##### Text segment #####

See, the fuel prices have come down. We have not, but partially, yes, it would be seen in the third quarter, but there would be some impact of the high cost inventory even in the third quarter. So not for the full quarter because by that time -- by the time the low-cost fuel inventory reaches the plant, so we have a blended thing. I think if the average can come down to something closer to Q1 or something.
Okay. In Q3, you're looking some tapering of back to Q1 numbers?
Yes.
Okay. Sir, what is the total project cost for the central expansion, Panna and Hamirpur?
So it is INR 2,070 crores -- INR 2,970 crores.
Okay. And you said how much is spending on this for this financial year FY '23?
INR 1,150 crores will be in this financial year.
Okay. INR 1,150 crores because -- from the presentation, okay, end of Q4, you have -- depending -- you have already spent...
See up til now we have spent INR 2,072 crores. INR 1,900 crores needs to be spent. So some of -- there will be a spillover because again, payments and performance guarantees, there will be some shift on and the waste heat may get shift to -- we are trying to do it within this fiscal, but maybe partially in the first quarter of next fiscal. So there would be about INR 300 crores to INR 400 crores CapEx, actual cash outflow, which may be there in next FY -- FY '24 but balance majorly about the expenditure of INR 2,600 crores should be spent in this year broadly.
Okay. And one last question. What is the status on the paint project, sir? How much you mentioned you're spending CapEx in this year? So what is the status in terms of the planned finalization of land and all?

#####

# Task instructions
In the transcript, in which quarter does the speaker say the effect of lower fuel prices would partially be seen? The listing that comes next isn't needed for this exercise.

##### Records #####

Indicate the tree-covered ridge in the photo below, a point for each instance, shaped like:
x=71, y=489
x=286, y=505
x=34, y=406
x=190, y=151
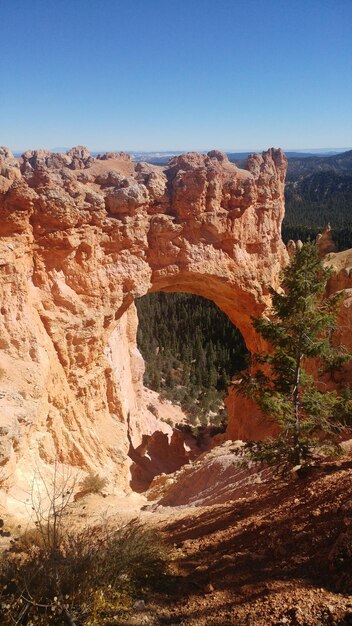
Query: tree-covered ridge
x=315, y=200
x=190, y=349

#####

# Finished task
The third quarter.